» Stated problem: Copy the entries below exactly, beginning with the first line and continuing through the line that contains "[[[308,56],[266,48],[288,24],[266,0],[42,1],[0,64]]]".

» Information supplied:
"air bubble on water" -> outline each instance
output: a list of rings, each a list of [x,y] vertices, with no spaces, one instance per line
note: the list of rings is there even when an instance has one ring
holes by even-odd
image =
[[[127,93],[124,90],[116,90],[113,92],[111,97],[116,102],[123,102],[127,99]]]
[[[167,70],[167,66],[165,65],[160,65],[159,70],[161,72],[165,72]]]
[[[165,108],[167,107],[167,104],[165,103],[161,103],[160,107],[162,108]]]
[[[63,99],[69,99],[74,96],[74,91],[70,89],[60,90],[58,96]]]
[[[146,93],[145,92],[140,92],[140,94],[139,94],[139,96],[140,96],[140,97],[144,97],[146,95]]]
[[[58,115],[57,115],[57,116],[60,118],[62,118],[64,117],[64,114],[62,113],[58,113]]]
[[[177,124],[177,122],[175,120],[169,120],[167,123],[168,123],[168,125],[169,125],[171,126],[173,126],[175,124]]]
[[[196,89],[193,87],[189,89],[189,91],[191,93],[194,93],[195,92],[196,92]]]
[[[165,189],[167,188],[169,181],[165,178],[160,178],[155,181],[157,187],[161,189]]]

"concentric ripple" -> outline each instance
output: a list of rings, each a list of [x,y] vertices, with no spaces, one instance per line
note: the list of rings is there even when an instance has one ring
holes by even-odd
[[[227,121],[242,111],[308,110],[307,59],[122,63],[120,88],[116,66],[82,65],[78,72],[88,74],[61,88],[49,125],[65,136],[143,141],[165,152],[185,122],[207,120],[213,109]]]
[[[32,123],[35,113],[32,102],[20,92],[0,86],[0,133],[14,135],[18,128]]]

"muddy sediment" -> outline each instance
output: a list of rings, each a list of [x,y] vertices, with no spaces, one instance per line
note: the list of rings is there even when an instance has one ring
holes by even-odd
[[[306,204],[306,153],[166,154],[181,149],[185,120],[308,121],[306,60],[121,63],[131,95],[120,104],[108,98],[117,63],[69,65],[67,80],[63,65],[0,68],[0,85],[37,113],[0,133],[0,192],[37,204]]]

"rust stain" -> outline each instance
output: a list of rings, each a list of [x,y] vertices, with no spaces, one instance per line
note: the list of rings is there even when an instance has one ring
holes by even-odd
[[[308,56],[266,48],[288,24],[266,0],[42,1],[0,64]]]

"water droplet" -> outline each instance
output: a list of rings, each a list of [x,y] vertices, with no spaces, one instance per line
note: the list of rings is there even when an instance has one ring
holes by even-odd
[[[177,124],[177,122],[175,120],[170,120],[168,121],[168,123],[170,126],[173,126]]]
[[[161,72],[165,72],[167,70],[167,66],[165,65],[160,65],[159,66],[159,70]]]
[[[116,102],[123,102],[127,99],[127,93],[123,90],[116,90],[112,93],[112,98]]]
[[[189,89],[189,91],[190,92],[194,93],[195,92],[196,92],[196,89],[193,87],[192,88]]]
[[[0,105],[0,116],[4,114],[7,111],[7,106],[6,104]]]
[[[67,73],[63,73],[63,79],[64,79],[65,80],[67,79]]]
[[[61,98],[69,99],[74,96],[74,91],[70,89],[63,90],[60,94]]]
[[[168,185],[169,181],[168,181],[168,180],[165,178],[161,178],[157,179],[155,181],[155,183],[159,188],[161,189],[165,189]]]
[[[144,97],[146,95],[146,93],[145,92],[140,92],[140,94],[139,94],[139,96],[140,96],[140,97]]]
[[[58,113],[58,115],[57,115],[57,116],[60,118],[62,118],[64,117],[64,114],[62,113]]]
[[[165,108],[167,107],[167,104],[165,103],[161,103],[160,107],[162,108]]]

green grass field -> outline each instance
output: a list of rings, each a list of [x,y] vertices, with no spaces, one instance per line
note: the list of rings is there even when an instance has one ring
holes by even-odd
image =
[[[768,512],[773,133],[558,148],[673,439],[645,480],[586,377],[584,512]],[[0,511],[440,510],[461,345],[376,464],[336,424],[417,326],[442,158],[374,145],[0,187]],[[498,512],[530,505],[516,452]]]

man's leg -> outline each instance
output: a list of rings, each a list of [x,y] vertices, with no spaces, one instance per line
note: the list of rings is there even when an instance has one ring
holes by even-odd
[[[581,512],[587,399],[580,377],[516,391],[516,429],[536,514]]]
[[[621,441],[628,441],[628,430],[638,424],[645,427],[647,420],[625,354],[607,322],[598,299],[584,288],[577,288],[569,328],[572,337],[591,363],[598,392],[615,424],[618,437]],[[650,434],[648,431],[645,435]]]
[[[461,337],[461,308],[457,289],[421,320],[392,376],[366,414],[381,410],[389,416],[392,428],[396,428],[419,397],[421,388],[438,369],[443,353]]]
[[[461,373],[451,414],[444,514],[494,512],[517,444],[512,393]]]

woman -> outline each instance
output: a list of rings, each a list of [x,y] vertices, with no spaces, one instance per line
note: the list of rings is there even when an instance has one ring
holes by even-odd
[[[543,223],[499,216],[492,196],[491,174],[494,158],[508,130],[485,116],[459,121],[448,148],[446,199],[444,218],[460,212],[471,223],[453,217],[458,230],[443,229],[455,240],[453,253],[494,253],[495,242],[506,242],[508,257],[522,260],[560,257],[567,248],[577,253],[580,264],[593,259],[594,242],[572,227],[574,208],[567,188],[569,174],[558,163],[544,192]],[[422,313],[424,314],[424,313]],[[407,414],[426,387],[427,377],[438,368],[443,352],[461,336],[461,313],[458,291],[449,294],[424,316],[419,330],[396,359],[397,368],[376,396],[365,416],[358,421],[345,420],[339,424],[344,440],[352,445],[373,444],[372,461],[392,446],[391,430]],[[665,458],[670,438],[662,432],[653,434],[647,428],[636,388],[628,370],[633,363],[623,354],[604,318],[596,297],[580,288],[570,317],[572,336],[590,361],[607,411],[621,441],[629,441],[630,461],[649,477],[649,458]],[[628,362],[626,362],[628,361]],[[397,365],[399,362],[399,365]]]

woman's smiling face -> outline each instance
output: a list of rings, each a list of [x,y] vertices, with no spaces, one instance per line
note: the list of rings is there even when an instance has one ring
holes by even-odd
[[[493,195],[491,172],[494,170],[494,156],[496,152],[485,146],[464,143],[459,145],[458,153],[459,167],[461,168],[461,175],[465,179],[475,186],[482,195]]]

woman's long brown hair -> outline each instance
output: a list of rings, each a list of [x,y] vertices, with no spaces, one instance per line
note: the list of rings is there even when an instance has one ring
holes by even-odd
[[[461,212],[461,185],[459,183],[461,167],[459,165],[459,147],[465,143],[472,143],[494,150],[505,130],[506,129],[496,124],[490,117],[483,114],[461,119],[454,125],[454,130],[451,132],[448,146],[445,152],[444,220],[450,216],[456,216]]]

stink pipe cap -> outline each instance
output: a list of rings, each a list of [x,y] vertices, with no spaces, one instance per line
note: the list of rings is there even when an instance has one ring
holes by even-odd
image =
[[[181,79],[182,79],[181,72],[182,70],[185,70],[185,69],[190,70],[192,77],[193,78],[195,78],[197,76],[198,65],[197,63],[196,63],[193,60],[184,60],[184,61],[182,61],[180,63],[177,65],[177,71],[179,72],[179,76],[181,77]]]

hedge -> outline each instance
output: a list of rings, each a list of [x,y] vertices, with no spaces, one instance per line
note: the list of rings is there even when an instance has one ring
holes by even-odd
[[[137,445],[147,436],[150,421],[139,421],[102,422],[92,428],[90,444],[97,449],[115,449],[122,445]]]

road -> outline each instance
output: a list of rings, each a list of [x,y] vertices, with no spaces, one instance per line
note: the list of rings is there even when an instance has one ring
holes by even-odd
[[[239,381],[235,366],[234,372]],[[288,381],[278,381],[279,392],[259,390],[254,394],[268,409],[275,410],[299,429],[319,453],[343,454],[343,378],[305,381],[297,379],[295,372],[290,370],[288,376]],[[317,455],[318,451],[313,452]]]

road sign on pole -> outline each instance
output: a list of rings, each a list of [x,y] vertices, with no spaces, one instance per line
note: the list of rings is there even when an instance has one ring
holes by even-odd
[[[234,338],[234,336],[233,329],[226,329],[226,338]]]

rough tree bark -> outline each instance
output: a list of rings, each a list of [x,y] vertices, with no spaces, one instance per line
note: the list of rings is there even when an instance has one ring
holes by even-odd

» Task output:
"air bubble on water" -> outline each instance
output: a list of rings, each a list of [x,y] vertices, with no spaces, one instance per line
note: the list of rings is there even when an instance has one ring
holes by even-odd
image =
[[[127,93],[124,90],[116,90],[113,92],[111,97],[116,102],[123,102],[127,99]]]
[[[167,70],[167,66],[165,65],[160,65],[159,70],[161,72],[165,72]]]
[[[165,108],[167,107],[167,104],[165,103],[161,103],[160,107],[162,108]]]
[[[63,99],[69,99],[74,96],[74,91],[70,89],[60,90],[58,96]]]
[[[146,93],[145,92],[140,92],[140,94],[139,94],[139,96],[140,96],[140,97],[144,97],[146,95]]]
[[[58,115],[57,115],[57,116],[60,118],[62,118],[64,117],[64,114],[62,113],[58,113]]]
[[[177,124],[177,122],[175,120],[169,120],[167,123],[168,123],[168,125],[169,125],[171,126],[173,126],[175,124]]]
[[[196,89],[193,87],[189,89],[189,91],[191,93],[194,93],[195,92],[196,92]]]
[[[165,189],[167,188],[169,181],[165,178],[160,178],[155,181],[157,187],[161,189]]]

"concentric ripple" -> outline each instance
output: a list of rings, each a list of [x,y] vertices, with no spaces, one instance per line
note: the list of rings is there even when an instance has one ring
holes by even-odd
[[[227,121],[242,111],[308,110],[307,59],[122,63],[120,88],[116,66],[82,65],[78,72],[88,74],[61,88],[49,125],[65,136],[143,141],[165,152],[185,122],[207,120],[213,109]]]
[[[32,123],[35,113],[32,102],[20,92],[0,86],[0,133],[14,135],[18,128]]]

"muddy sediment" -> outline each instance
output: a list of rings, each a list of [x,y] vertices, with no spaces, one instance per line
note: the list of rings is there even when an instance has one ring
holes by even-odd
[[[306,204],[306,153],[166,154],[181,149],[185,120],[308,121],[306,60],[121,63],[131,95],[120,104],[108,98],[117,63],[69,65],[67,80],[63,65],[0,68],[0,85],[37,113],[0,133],[0,192],[37,204]]]

"rust stain" -> outline each instance
output: a list of rings, each a list of [x,y] vertices, with no spaces, one instance per line
note: the list of rings is there even when an instance has one ring
holes by even-odd
[[[308,56],[266,48],[288,24],[266,0],[42,1],[0,64]]]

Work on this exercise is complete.